### Extrait du texte:
***
2.1- Henri Désiré Landru, un personnage atypique

 

              Henri Désiré Landru est né le 12 avril 1869 à Paris et décède le 25 février 1922 à Versailles, il est issu d’une famille modeste, son père étant chauffeur et sa mère couturière et blanchisseuse, il connait une enfance que l’on pourrait qualifier d’heureuse. En 1893, Landru épouse sa cousine Marie Catherine Rémy et deviendra alors père de quatre enfants : Marie-Angèle (née le 24 juin 1891), Maurice-Alexandre (né le 4 mai 1894), Suzanne (née le 7 avril 1896), et Charles (né le 1er avril 1900). Très rapidement, il est difficile pour Henri Landru de subvenir à ses besoins ainsi qu’à ceux de sa famille du fait de sa situation professionnelle irrégulière. En effet, il enchaine une dizaine de métiers très différents les uns des autres : plombier, couvreur, comptable, cartographe et autres encore. Malgré tout, cela ne lui réussit point puisqu’il ne parvient pas à gagner sa vie et peine à s’en sortir. Il va alors songer à trouver une nouvelle alternative afin de s’extirper de la pauvreté.

A partir du début des années 1900, Landru tombe dans l’escroquerie et est très rapidement condamné et emprisonné. Il est, par la suite, contraint de payer de nombreuses amendes pour ses délits. Il ne fera néanmoins que très peu de prison, ses crimes étant des crimes relativement mineurs. En revanche, dès 1909, Landru est condamné à trois ans de prison ferme pour vol d’argent à une femme nommée Jeanne Isoret, une dame qu’il aurait séduit avant de lui extorquer son argent. Cette condamnation marque le début d’une sombre série de vols et d’assassinats.
***
### Données enregistrées:
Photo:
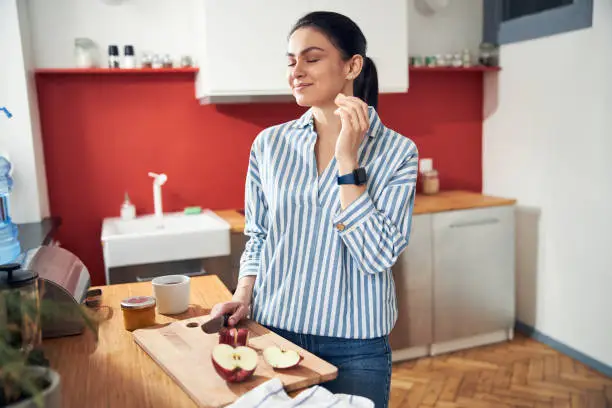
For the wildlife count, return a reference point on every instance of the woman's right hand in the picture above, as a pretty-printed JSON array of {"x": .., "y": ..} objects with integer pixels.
[{"x": 237, "y": 309}]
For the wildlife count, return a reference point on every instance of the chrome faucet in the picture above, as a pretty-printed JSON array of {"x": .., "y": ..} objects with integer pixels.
[{"x": 158, "y": 181}]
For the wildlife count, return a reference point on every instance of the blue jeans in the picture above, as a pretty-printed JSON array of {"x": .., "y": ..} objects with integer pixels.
[{"x": 364, "y": 366}]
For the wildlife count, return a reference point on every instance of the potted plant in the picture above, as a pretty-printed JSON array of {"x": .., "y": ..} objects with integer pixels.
[{"x": 26, "y": 379}]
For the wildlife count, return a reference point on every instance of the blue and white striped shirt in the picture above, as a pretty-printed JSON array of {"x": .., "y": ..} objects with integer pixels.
[{"x": 321, "y": 270}]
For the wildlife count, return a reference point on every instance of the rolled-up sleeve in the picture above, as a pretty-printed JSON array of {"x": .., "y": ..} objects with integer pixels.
[
  {"x": 256, "y": 219},
  {"x": 376, "y": 232}
]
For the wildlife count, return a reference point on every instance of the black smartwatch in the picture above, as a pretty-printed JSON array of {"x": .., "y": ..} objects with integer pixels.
[{"x": 357, "y": 177}]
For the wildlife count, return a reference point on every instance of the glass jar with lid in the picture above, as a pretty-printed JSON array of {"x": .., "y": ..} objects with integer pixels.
[
  {"x": 20, "y": 307},
  {"x": 86, "y": 53}
]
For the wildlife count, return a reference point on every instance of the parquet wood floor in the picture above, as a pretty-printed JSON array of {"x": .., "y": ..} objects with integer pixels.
[{"x": 522, "y": 373}]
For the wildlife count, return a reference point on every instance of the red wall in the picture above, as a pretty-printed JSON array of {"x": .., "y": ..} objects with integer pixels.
[{"x": 102, "y": 134}]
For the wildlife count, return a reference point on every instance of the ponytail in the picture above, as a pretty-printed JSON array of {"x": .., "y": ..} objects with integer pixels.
[
  {"x": 365, "y": 86},
  {"x": 347, "y": 37}
]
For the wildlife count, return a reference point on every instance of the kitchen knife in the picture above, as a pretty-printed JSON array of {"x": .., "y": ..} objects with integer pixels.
[{"x": 216, "y": 324}]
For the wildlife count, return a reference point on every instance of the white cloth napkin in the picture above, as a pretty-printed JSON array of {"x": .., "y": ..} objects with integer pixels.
[{"x": 271, "y": 394}]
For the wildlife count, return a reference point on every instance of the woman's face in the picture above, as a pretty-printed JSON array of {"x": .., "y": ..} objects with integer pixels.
[{"x": 316, "y": 71}]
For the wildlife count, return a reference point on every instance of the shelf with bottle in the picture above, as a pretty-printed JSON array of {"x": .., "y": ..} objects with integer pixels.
[
  {"x": 474, "y": 68},
  {"x": 117, "y": 71}
]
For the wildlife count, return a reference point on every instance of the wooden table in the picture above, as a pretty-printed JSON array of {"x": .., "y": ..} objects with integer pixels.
[
  {"x": 115, "y": 371},
  {"x": 423, "y": 204}
]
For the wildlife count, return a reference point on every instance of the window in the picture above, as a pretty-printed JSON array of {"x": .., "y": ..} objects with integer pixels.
[{"x": 508, "y": 21}]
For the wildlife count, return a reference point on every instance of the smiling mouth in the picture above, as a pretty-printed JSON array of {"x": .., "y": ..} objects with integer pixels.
[{"x": 300, "y": 87}]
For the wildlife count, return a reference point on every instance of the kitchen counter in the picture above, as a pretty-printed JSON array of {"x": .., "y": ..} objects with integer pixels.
[
  {"x": 34, "y": 234},
  {"x": 443, "y": 201},
  {"x": 115, "y": 371}
]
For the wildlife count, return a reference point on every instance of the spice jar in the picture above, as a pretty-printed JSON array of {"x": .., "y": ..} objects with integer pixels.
[
  {"x": 428, "y": 177},
  {"x": 431, "y": 183},
  {"x": 138, "y": 312}
]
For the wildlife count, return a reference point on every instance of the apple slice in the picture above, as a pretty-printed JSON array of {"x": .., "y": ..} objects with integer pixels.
[
  {"x": 281, "y": 358},
  {"x": 234, "y": 337},
  {"x": 234, "y": 364}
]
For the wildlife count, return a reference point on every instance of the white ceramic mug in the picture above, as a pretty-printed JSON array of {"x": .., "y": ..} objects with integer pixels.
[{"x": 171, "y": 293}]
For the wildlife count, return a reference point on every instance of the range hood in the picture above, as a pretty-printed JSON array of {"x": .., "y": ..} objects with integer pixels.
[{"x": 242, "y": 59}]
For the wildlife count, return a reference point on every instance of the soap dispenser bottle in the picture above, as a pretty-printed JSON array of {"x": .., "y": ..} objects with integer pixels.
[{"x": 128, "y": 211}]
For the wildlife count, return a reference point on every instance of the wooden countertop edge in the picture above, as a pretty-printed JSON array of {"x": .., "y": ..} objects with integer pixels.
[{"x": 444, "y": 201}]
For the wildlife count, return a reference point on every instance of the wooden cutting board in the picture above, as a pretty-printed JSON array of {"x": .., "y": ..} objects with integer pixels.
[{"x": 185, "y": 355}]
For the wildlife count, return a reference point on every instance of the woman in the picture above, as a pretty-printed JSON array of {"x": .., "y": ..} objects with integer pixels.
[{"x": 329, "y": 201}]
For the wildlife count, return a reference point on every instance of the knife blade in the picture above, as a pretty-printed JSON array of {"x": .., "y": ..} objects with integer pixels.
[{"x": 216, "y": 324}]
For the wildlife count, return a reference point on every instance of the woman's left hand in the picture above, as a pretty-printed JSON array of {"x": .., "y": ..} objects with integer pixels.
[{"x": 355, "y": 119}]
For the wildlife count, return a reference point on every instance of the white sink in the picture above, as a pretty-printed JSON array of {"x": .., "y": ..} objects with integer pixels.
[{"x": 147, "y": 239}]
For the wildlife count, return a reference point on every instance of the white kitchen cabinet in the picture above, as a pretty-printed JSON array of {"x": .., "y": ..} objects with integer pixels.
[
  {"x": 473, "y": 280},
  {"x": 413, "y": 276},
  {"x": 243, "y": 44},
  {"x": 455, "y": 282},
  {"x": 385, "y": 26}
]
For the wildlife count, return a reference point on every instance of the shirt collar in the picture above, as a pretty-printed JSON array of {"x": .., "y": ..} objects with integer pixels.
[{"x": 376, "y": 126}]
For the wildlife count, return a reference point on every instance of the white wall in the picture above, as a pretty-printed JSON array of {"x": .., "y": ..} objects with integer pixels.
[
  {"x": 157, "y": 26},
  {"x": 548, "y": 144},
  {"x": 450, "y": 30},
  {"x": 20, "y": 136},
  {"x": 165, "y": 26}
]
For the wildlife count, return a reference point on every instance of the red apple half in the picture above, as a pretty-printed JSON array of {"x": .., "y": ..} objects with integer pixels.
[
  {"x": 234, "y": 337},
  {"x": 281, "y": 358},
  {"x": 234, "y": 364}
]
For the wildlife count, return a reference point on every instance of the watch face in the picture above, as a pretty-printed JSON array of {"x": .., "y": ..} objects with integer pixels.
[{"x": 360, "y": 176}]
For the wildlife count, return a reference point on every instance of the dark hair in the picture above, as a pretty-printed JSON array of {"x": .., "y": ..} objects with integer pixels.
[{"x": 349, "y": 39}]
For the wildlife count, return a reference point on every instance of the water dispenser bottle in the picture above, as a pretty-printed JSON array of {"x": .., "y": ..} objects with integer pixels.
[{"x": 9, "y": 244}]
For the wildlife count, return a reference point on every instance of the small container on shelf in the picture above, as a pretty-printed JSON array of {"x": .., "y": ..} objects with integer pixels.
[
  {"x": 429, "y": 181},
  {"x": 167, "y": 61},
  {"x": 156, "y": 61},
  {"x": 129, "y": 60},
  {"x": 113, "y": 56},
  {"x": 146, "y": 61},
  {"x": 138, "y": 312},
  {"x": 128, "y": 211}
]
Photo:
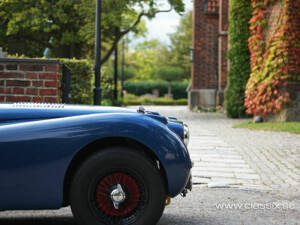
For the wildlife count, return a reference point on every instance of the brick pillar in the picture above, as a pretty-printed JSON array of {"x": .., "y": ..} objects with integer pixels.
[
  {"x": 205, "y": 61},
  {"x": 223, "y": 48},
  {"x": 29, "y": 80}
]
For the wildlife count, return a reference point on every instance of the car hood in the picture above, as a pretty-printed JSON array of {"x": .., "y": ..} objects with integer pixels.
[{"x": 33, "y": 111}]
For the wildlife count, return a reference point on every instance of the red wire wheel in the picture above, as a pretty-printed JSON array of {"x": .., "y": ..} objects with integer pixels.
[{"x": 103, "y": 194}]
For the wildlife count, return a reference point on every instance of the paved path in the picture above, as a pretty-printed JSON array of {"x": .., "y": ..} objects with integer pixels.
[
  {"x": 198, "y": 208},
  {"x": 248, "y": 159},
  {"x": 239, "y": 157}
]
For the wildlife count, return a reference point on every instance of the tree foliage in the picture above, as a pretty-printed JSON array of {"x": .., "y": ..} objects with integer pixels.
[
  {"x": 275, "y": 60},
  {"x": 66, "y": 27},
  {"x": 239, "y": 56},
  {"x": 181, "y": 42}
]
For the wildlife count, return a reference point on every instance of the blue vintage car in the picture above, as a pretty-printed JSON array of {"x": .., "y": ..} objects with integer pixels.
[{"x": 111, "y": 165}]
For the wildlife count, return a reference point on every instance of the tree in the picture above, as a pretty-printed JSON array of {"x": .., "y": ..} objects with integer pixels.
[
  {"x": 181, "y": 42},
  {"x": 66, "y": 27},
  {"x": 239, "y": 56}
]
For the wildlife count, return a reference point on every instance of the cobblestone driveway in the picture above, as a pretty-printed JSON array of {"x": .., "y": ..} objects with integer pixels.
[{"x": 239, "y": 157}]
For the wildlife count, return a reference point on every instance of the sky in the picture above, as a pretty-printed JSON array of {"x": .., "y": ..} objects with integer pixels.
[{"x": 165, "y": 23}]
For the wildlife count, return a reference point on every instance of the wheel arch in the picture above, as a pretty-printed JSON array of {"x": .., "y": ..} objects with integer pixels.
[{"x": 99, "y": 145}]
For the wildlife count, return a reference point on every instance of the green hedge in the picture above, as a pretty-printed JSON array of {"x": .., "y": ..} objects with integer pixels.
[
  {"x": 239, "y": 57},
  {"x": 157, "y": 101},
  {"x": 143, "y": 87},
  {"x": 81, "y": 80}
]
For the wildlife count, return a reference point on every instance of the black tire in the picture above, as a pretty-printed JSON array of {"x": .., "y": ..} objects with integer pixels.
[{"x": 143, "y": 185}]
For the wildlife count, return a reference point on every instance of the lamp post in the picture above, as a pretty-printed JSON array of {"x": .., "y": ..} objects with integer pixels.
[
  {"x": 116, "y": 74},
  {"x": 97, "y": 89},
  {"x": 123, "y": 67}
]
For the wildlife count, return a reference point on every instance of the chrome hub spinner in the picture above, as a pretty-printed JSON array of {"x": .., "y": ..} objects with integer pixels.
[{"x": 118, "y": 196}]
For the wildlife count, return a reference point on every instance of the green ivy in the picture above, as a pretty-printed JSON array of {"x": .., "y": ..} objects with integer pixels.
[{"x": 239, "y": 56}]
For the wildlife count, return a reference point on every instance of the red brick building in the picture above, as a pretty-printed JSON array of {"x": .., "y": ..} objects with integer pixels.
[
  {"x": 29, "y": 80},
  {"x": 210, "y": 44}
]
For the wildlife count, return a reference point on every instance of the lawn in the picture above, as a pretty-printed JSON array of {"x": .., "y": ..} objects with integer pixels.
[{"x": 293, "y": 127}]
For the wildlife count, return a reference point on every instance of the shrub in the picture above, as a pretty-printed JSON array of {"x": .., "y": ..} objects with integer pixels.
[
  {"x": 143, "y": 87},
  {"x": 81, "y": 80},
  {"x": 130, "y": 99},
  {"x": 275, "y": 61},
  {"x": 170, "y": 73},
  {"x": 239, "y": 56}
]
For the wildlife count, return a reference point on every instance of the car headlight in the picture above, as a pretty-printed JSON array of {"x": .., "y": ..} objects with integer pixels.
[{"x": 186, "y": 134}]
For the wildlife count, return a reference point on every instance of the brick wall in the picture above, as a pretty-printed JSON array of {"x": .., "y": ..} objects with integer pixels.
[
  {"x": 205, "y": 42},
  {"x": 210, "y": 44},
  {"x": 29, "y": 80}
]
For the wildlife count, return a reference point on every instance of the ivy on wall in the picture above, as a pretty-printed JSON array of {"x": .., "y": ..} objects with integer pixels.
[
  {"x": 274, "y": 62},
  {"x": 239, "y": 57}
]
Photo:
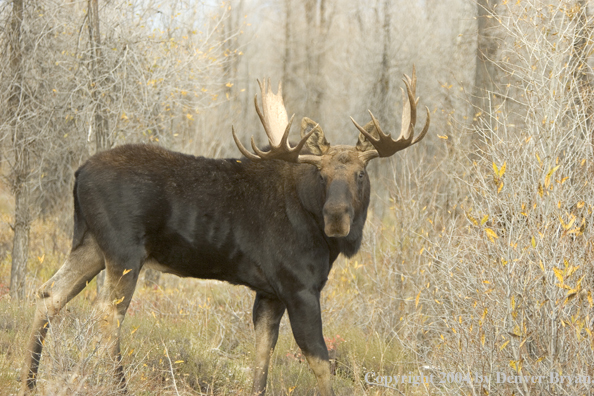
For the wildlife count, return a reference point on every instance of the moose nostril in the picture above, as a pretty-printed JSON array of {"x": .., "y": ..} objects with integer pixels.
[{"x": 337, "y": 210}]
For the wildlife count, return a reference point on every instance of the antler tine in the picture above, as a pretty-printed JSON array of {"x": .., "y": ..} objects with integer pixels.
[
  {"x": 241, "y": 148},
  {"x": 280, "y": 147},
  {"x": 384, "y": 145}
]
***
### Exercices:
a – Indiquez si chacun des énoncés suivants concorde avec le texte sur Landru, en répondant par oui ou non et en citant les mots qui tranchent : (i) Landru est né à Paris en 1869 ; (ii) Landru a épousé sa cousine en 1900 ; (iii) en 1909, Landru est condamné à cinq ans de prison ferme.
b – D'après le texte sur Landru, pour quel motif Landru est-il condamné en 1909 ?
c – Rédigez la suite du texte sur Landru, à partir de sa dernière phrase.

### Corrigé:
a –
(i) Oui : « Henri Désiré Landru est né le 12 avril 1869 à Paris ».
(ii) Non : « En 1893, Landru épouse sa cousine Marie Catherine Rémy ».
(iii) Non : « dès 1909, Landru est condamné à trois ans de prison ferme ».

b – Pour vol d'argent à une femme nommée Jeanne Isoret.

c –
En effet, peu de temps après, en 1914, Landru est condamné pour une affaire qui semble bien plus importante encore : une escroquerie liée à la revente d’un garage qu’il avait acheté et qu’il n’avait pas encore payé. Landru décidera de prendre la fuite pour échapper à la justice et sera donc condamné par contumace à une lourde peine de quatre années de prison. Cette peine compte tenu de la récidive sera alors assortie d’une peine dites de « relégation », ce qui signifie qu’il est condamné, en vérité, à être déporté à vie au bagne de Guyane. Ainsi, depuis cette dernière affaire, Landru est contraint de vivre de la façon la plus anonyme qui soit, sous peine d’être définitivement arrêté par la police, qui voit en cet individu, une réelle menace pour la société. En effet, lors de son passage en prison, les policiers avaient défini le profil psychologique de Landru, ce dernier était alors considéré par les autorités, comme étant un homme véritablement psychologiquement « perturbé ». C’est d’ailleurs ce que soulignent Francesca Biagi-Chai et Jacques-Alain Miller dans leur ouvrage[1]: « un état mental maladif qui, sans être de la folie, n'est plus du moins l'état normal ».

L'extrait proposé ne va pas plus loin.